WORK TASK :: Return every record exactly as written.

PROVIDED RECORDS ::
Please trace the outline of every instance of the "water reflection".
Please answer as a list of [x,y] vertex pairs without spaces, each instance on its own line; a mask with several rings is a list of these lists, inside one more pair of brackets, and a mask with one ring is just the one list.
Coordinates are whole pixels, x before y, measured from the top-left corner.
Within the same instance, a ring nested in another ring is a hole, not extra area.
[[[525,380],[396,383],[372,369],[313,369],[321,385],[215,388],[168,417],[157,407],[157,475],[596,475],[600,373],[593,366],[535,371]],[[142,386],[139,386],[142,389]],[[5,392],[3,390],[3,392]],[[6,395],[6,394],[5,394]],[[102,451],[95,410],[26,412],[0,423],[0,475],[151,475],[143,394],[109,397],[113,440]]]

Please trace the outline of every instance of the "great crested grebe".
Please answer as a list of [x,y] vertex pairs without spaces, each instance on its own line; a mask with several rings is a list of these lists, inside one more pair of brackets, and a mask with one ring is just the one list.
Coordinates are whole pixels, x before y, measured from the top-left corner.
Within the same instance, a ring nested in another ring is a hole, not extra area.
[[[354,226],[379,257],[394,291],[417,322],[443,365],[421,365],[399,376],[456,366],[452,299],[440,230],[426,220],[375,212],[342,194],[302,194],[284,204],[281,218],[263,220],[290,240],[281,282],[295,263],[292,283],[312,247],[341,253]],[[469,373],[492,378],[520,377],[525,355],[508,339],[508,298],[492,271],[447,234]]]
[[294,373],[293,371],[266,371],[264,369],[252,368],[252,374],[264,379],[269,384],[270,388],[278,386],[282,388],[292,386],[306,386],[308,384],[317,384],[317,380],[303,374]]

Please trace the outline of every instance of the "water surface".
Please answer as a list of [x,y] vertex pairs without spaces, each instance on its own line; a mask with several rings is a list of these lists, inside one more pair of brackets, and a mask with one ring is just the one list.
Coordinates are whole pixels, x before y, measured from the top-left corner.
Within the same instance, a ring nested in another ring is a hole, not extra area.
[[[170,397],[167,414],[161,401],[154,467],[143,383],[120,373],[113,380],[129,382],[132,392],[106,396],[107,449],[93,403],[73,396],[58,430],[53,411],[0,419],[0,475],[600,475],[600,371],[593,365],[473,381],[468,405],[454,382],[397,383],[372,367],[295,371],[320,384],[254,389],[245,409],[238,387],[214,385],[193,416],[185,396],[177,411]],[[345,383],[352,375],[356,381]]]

SOLUTION TO THIS EXERCISE ::
Please trace the outline of every instance of the "water reflection".
Please answer as a list of [x,y] vertex pairs without spaces, each instance on its own line; a mask with several rings is a list of these lists, inside one more pair of brackets, and a mask with one ring is just the one list.
Coordinates are whole pixels, x before y, measured from the top-left corner.
Within the same instance, a ring nested in another ring is a hole, not extra area.
[[[525,380],[396,383],[372,369],[313,369],[321,385],[215,388],[168,417],[157,407],[157,475],[596,475],[600,373],[593,366],[535,371]],[[142,386],[139,386],[142,389]],[[5,392],[3,390],[3,392]],[[6,395],[6,394],[5,394]],[[102,451],[95,410],[26,412],[0,423],[0,475],[151,475],[143,394],[109,397],[113,440]]]

Please trace the outline of every instance of the "great crested grebe".
Please answer as a list of [x,y] vertex pairs without spaces, each instance on its own line; a mask with several rings is a list of these lists, inside one more pair of brackets, and a mask with one ring is just the one list.
Coordinates are whole pixels, x before y, measured from the top-left corner.
Within the same instance, a ring nested in another ring is a hole, not extra area.
[[[354,226],[379,257],[394,291],[417,322],[443,365],[421,365],[399,376],[456,366],[452,299],[440,230],[426,220],[375,212],[342,194],[302,194],[284,204],[281,218],[263,220],[290,240],[281,282],[295,263],[292,283],[312,247],[341,253]],[[469,373],[492,378],[520,377],[525,355],[508,339],[508,298],[492,271],[447,234]]]
[[294,373],[293,371],[266,371],[264,369],[252,368],[252,374],[264,379],[269,384],[270,388],[278,386],[282,388],[292,386],[306,386],[308,384],[317,384],[317,380],[303,374]]

Please trace the outline of every instance of the "water surface".
Please answer as a list of [x,y] vertex pairs without spaces, each instance on its own line; a mask with several rings is a list of these lists, inside one more pair of brackets, and a mask with one ring is just the one list.
Coordinates are whole pixels, x before y, measured from the top-left corner.
Within the same instance, a ring nested in another ring is a hole, not extra area.
[[[170,397],[167,414],[161,401],[154,467],[143,383],[120,373],[113,380],[129,382],[132,392],[106,396],[107,449],[93,403],[73,396],[58,430],[53,411],[0,419],[0,475],[600,475],[600,371],[593,365],[473,381],[468,405],[454,382],[397,383],[372,367],[295,371],[320,384],[254,389],[245,409],[238,387],[214,385],[193,416],[185,396],[177,411]],[[345,383],[352,375],[356,381]]]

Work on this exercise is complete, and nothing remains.